─── 練習用テキスト
ヌタ場で泥浴び(ヌタ打ち)してくれるのではないかという私の予想に反して、今回も水たまりを避けるように迂回して通り過ぎました。 
採食中に振り返ってカメラ目線になると、イノシシの左目だけが光って見えました。(@0:27〜) 
そのまま林道を向かって右に立ち去りました。 
イノシシが向かった方角には水場があり、別のトレイルカメラを池畔に設置しています。 

約1分後、数十m離れた水場にイノシシが登場しました。 
2箇所に設置したトレイルカメラで同一個体のイノシシが続けて撮れたことになります。 
監視カメラを並べることで、野生動物の行動がより立体的に見えてきます。

イノシシは対岸の林道で立ち止まり、頭を下げています。 
湧水が溜まった泉から流れ出た水は林道を横切り、斜面を下って沢の源流となるのですが、イノシシは池の対岸で狭くなっている出水口で水を飲んだように見えます。 
私としてはトレイルカメラにもっと近づいて池の水を飲んで欲しいのですが、どうもイノシシはカメラの存在に気づいて警戒しているような気がします。 

顔を上げると、イノシシの右目が潰れていました。 
隻眼の同一個体で間違いありません。 
その後は文字通り道草を食いながら、林道を右へ立ち去りました。 

※ 動画編集時に自動色調補正を施して明るく加工しました。 


右目を失明した隻眼の個体は以前も同じ水場のトレイルカメラで記録されています。
関連記事(1.5か月前の撮影)▶ 右目を失明したニホンイノシシが夜霧の水場に登場【トレイルカメラ:暗視映像】

片目が潰れて見えない野生動物は大きなハンディキャップを背負っていると思うのですが、無事に生き延びています。 
イノシシにとって視覚よりも嗅覚の方が重要なのかもしれません。
──────
─── 提示資料
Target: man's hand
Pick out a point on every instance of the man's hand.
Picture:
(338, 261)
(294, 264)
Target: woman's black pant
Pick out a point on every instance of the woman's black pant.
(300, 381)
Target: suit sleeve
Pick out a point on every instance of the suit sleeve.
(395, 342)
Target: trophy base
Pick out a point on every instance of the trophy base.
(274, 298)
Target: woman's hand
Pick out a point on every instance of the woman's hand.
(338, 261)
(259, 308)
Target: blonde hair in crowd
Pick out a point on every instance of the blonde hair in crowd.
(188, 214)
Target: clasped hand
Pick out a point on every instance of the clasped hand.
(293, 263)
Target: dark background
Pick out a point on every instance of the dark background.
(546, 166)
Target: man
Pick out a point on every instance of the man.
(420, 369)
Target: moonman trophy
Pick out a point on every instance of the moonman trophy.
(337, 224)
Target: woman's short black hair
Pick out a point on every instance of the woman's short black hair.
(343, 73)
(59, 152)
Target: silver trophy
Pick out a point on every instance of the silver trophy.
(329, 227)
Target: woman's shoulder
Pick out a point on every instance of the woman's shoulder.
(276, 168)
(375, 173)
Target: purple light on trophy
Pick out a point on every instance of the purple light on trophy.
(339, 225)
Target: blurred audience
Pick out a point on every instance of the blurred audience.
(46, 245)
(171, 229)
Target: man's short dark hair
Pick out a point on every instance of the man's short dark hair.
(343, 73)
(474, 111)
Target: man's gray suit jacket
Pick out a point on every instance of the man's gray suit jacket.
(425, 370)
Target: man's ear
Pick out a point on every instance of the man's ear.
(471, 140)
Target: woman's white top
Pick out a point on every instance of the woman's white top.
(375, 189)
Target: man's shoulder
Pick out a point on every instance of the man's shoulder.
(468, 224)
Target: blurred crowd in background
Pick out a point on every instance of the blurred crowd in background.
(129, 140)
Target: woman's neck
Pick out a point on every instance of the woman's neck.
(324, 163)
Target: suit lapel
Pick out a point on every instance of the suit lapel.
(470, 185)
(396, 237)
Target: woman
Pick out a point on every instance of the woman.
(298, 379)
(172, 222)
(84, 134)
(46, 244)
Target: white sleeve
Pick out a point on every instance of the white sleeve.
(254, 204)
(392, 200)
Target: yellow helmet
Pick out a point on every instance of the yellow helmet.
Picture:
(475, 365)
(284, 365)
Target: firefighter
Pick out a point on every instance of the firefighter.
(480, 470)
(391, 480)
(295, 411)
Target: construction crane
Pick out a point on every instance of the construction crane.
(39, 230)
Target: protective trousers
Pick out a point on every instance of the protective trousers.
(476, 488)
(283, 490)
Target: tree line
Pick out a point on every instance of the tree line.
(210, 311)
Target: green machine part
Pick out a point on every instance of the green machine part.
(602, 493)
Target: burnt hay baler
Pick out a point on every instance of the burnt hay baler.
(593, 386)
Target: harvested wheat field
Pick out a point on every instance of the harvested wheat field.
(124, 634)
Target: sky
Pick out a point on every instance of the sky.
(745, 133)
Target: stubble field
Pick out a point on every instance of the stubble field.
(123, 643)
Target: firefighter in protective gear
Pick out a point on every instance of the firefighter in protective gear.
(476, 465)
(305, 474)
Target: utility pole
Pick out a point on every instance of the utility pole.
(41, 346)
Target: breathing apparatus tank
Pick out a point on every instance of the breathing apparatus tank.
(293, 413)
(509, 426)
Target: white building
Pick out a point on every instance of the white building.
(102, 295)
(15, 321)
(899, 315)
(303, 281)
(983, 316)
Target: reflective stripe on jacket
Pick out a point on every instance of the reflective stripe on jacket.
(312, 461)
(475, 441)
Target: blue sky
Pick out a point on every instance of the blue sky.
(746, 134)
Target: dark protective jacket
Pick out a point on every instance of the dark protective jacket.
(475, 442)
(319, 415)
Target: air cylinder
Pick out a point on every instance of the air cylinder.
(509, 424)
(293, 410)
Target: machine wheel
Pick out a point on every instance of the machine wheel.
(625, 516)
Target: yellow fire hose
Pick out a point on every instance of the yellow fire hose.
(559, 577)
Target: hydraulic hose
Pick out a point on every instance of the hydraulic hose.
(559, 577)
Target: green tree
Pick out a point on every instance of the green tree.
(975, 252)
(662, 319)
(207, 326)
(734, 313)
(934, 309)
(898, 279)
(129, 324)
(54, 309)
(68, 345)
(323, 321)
──────
▸ **課題について**
上にある隻眼のイノシシについての練習用テキストを、一字も変えずに全文出力してください。

▸ **回答**
ヌタ場で泥浴び(ヌタ打ち)してくれるのではないかという私の予想に反して、今回も水たまりを避けるように迂回して通り過ぎました。 
採食中に振り返ってカメラ目線になると、イノシシの左目だけが光って見えました。(@0:27〜) 
そのまま林道を向かって右に立ち去りました。 
イノシシが向かった方角には水場があり、別のトレイルカメラを池畔に設置しています。 

約1分後、数十m離れた水場にイノシシが登場しました。 
2箇所に設置したトレイルカメラで同一個体のイノシシが続けて撮れたことになります。 
監視カメラを並べることで、野生動物の行動がより立体的に見えてきます。

イノシシは対岸の林道で立ち止まり、頭を下げています。 
湧水が溜まった泉から流れ出た水は林道を横切り、斜面を下って沢の源流となるのですが、イノシシは池の対岸で狭くなっている出水口で水を飲んだように見えます。 
私としてはトレイルカメラにもっと近づいて池の水を飲んで欲しいのですが、どうもイノシシはカメラの存在に気づいて警戒しているような気がします。 

顔を上げると、イノシシの右目が潰れていました。 
隻眼の同一個体で間違いありません。 
その後は文字通り道草を食いながら、林道を右へ立ち去りました。 

※ 動画編集時に自動色調補正を施して明るく加工しました。 


右目を失明した隻眼の個体は以前も同じ水場のトレイルカメラで記録されています。
関連記事(1.5か月前の撮影)▶ 右目を失明したニホンイノシシが夜霧の水場に登場【トレイルカメラ:暗視映像】

片目が潰れて見えない野生動物は大きなハンディキャップを背負っていると思うのですが、無事に生き延びています。 
イノシシにとって視覚よりも嗅覚の方が重要なのかもしれません。